- Entries shown
──────────

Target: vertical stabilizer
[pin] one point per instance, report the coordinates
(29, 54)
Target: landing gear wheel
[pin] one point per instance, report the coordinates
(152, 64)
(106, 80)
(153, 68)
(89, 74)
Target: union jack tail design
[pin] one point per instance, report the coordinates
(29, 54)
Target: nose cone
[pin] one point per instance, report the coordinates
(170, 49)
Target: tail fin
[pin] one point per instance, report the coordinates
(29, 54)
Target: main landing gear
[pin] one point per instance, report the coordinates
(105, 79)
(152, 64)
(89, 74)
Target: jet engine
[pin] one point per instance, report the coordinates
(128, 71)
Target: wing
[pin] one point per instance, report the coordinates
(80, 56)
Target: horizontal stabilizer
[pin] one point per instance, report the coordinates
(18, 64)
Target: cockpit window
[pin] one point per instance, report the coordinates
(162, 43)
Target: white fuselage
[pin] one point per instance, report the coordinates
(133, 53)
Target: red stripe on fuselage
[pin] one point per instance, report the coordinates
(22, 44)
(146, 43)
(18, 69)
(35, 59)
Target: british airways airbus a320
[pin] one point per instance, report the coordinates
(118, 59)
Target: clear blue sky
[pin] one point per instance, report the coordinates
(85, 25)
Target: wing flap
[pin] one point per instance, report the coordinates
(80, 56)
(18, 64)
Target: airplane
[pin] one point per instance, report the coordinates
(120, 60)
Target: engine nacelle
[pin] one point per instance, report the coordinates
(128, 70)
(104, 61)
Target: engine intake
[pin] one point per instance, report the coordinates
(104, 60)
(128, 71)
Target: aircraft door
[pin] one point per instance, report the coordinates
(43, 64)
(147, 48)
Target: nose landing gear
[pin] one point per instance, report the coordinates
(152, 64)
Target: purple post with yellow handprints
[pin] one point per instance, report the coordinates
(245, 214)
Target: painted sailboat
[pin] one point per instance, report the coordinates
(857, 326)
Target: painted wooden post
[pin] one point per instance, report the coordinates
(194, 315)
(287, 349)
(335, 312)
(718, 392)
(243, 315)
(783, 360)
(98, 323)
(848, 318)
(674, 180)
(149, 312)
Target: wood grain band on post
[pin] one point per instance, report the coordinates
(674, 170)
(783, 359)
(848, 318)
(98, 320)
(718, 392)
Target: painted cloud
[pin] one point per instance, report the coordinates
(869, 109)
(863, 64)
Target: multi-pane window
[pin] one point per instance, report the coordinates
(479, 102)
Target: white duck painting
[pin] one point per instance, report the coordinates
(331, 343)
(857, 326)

──────────

- What you will do
Put every line from the one containing "Target: painted cloud" through the final line of the items into a JSON list of strings, one string per line, with blank lines omitted.

- Exercise response
[
  "Target: painted cloud",
  "[pin] one point per instance, report the coordinates",
  "(869, 109)",
  "(863, 64)",
  "Target: multi-pane window",
  "[pin] one point per instance, report the coordinates",
  "(479, 102)",
  "Target: white duck painting",
  "[pin] one point per instance, report the coordinates",
  "(331, 343)",
  "(857, 326)"
]